--- start PASSAGE PROVIDED ---

#January2010
Remember That Time On Lost When: Jack Was A Pill-Popping Bearded Mess?
[Remember That Time On LOST is a daily post running the entire month up until the season premiere of LOST on February 2nd. I’m going to just pick something awesome, noteworthy, or ludicrous about LOST when I wake up that morning, and hopefully get you geeks talking about it with me.]
I have a soft spot for tortured Jack Shephard. Why, you ask? Well, I find a bearded, miserable, pill-popping mess to be an eminently relatable character in my life. I should probably be sticking to more fringe ideas this early into my month-long extravaganza. But I was driving around today in my car, and I was like, you know what totally sold me on LOST? Bearded Jack at the end of Season 3, screaming “We have to go back!”
It blew my god damn mind. Up until that point, LOST was a pretty cool show, but it never succeeded in blowing my mind. The hatch kicked my ass, but episodes covering them setting up mini-golf courses and shit had me snoring.
In fact, I had zoned out during the middle of Season 2, leaving it behind while the gang scavenged around the island and spent entire episodes walking from Point A to Point B interwoven with character back story. However, at the behest of a couple of friends, I caught up, and watched Season 3 enjoying myself. I mean, there were polar bear cages, and we got to see Locke get shoved out of a building by his own father. All of this was pretty awesome.
But the moment where I realized, and let’s be honest, you too realized, that the writers of LOST had given up sanity for awesomeness is when this show kicked it up another notch. There are moments in television when I run around my room screaming, too excited for my big squishy to handle. And when it was made known that not only Jack gotten off the island, but also that he wanted to go back on it? Fucking extreme, man! Extreme!
It was a game changer, because it completely demolished the existing structure of the show. The show was enjoyable, but it seemed rather static. They’re marching around an island they don’t know shit about, trying to escape. There’s a pile of smoke chasing them, and some old bastard named Ben Linus has a weird voice and spends episodes reading The Brothers Karamzov. But after that episode?
I had to ask myself, what the fuck was going on? Let me get this straight, they…got off the island? And they’re off, but where and when are they? And who died? And wha..what? Jesus lord, hold me. And they want to go back? And how did they get off? And my nose is bleeding from awesomeness, or the thirteen Diet Mountain Dews I drank during it, or maybe a combination of both?
Also, it marked a rather curious shift away from the Jack we had known and loved. Sure, the dude had his demons, and he had clashed in an epic throwdown between him sporting…Lockeian Empricism versus Locke’s Unwavering Faith. But here was the dude laid low, unraveling before the viewer’s eyes. He’d come along way from being total Maverick from Top Gun being able to sew up his own gashes and shit.

--- end PASSAGE PROVIDED ---
--- start DATASET CONTENT ---

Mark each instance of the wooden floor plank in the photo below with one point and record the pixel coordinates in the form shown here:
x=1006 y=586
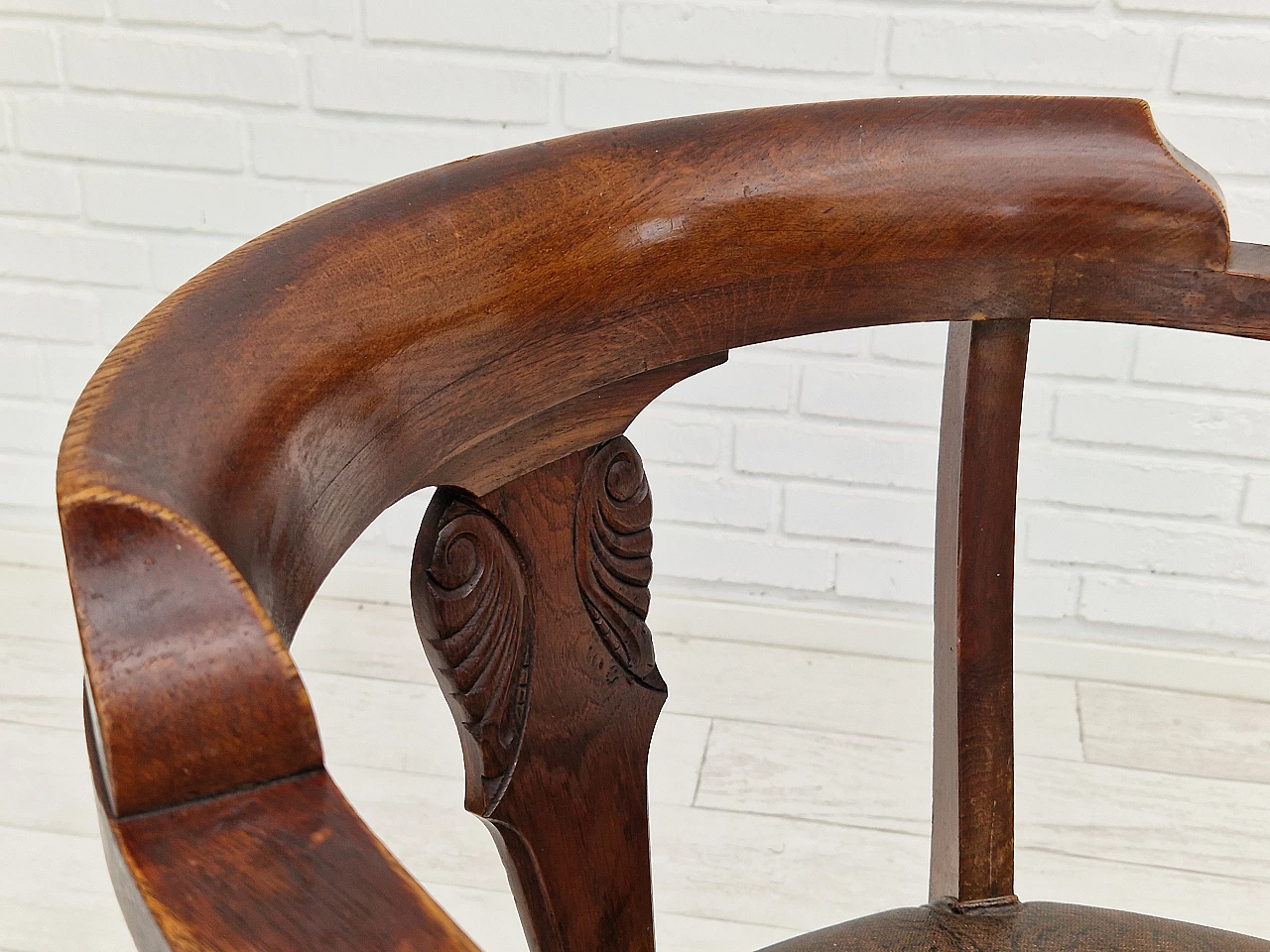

--- end DATASET CONTENT ---

REQUESTS:
[A] In the LOST blog post, why does the writer call the episode where Jack screams "We have to go back!" a game changer? Answer in one to three sentences.
[B] Reproduce the LOST blog post word for word, starting at "In fact, I had" and ending at "was pretty awesome.".
[C] Resume the blog post about bearded Jack Shephard on LOST, picking up right after its final sentence.

TASK RESPONSES:
[A] The writer says it completely demolished the show's existing structure. Before it, the show was enjoyable but fairly static: the characters marched around an island they knew nothing about, trying to escape. Learning that Jack had gotten off the island and wanted to go back overturned that setup.

[B]
In fact, I had zoned out during the middle of Season 2, leaving it behind while the gang scavenged around the island and spent entire episodes walking from Point A to Point B interwoven with character back story. However, at the behest of a couple of friends, I caught up, and watched Season 3 enjoying myself. I mean, there were polar bear cages, and we got to see Locke get shoved out of a building by his own father. All of this was pretty awesome.

[C]
And since then? They’ve seemed to shift away from Jack. He’s been edged out by the Helicopter Brigade, and Richard Alpert, and a bunch of other bullshit afoot. Not in a bad way, mind you. But I still think the dude has something left to give the show, and ever the optimist, I can’t help but feel he’ll be the hero of the show. This is while acknowledging of course, that this type of show probably won’t have the archetypal hero. All of their characters coming packing a minimum amount of loathsome. Perhaps I’m putting too much significance to how central he was to the early portions of the show, and perhaps I just love the guy too much to have some correct perspective in the house.
But what I do know, is that when Jack: Sexy Bearded Hobo edition warbled to Kate that they had to return to the Island, I began to worship at the altar of Damon Lindelof. I began speaking with Pepsibones yesterday after kicking off this crap, and we talked about how brilliantly the show unfolded.
You see, even though I’m convinced the writers were directionless and flailing in the night at first, the show’s slow boil into time-traveling madness made it all the better. If they had shoved the show into some mind-warping merry-go-round right from the start, it wouldn’t have developed the world and the characters. And sure, there were times where I yawned and probably tugged the pud in the middle of S2 and S3, but the laborious groundwork they laid through the first three seasons have resulted in S4 and S5 being the best damn television I’ve ever watched.
And it all changed when snot-covered, oxy-snorting Jack asked that whore Kate to come back with him.
Remember That Time On LOST When: Oceanic 815 Fucking Crashed?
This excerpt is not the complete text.